[Saved entries]
......

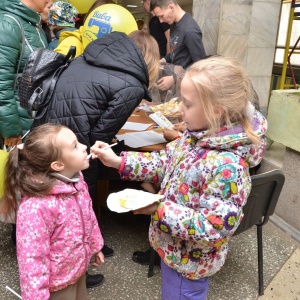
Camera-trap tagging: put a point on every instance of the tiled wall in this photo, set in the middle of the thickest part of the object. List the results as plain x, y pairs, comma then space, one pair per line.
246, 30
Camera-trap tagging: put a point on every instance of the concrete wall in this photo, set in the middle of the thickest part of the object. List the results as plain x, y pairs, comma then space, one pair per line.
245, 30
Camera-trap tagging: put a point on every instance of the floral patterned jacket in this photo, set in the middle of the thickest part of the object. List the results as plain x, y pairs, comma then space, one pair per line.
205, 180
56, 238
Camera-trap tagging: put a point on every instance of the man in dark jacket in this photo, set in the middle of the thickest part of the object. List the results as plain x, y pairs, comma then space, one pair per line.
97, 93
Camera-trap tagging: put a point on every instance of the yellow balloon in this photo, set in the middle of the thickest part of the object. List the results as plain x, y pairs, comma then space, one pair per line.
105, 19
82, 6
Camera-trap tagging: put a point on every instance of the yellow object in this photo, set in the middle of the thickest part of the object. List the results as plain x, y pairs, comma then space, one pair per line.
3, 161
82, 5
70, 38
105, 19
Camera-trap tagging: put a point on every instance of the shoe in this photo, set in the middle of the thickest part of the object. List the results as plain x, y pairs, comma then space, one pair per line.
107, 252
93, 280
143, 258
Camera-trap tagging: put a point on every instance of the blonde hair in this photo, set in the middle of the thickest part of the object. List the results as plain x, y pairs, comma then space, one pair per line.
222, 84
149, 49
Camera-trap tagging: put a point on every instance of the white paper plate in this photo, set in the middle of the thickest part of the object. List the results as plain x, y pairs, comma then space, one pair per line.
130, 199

......

Once you find the line containing "the yellow balloon", copy it and every line after it through the end of the records, exactly and nothing else.

**Result of the exercise**
Camera-trap tagging: put a point on every instance of the yellow balloon in this photo, set in the middle of the thickest part of the object. List the results as plain x, y pairs, comma then space, one pair per line.
105, 19
82, 6
Camera-trap tagging: put a point on every instance of the yellow object in this photo, set in the middle of the thickest part of the object. List the results as plain x, y pairs, comma then space, one pair per line.
3, 161
82, 5
70, 38
105, 19
Camera-trap tagging: put a point on every instance of the shoe in this photo, set in the middle of the thickest part of the object. List the results as plain x, y pairs, comma then space, one pair per line.
107, 252
93, 280
143, 258
Camera-trap tagging: put a point on every instance of the blonde hair in this photo, set in the middle of the thickest part of the object. List the results as plain x, y pairs, comma then space, one pair per line.
222, 84
149, 49
Camera-trap tagging: put a point on every instance of the white paper plate in this photo, set in the middle of the thickest part of the object. List the results as plain x, y pairs, comma then space, one pair per line.
130, 199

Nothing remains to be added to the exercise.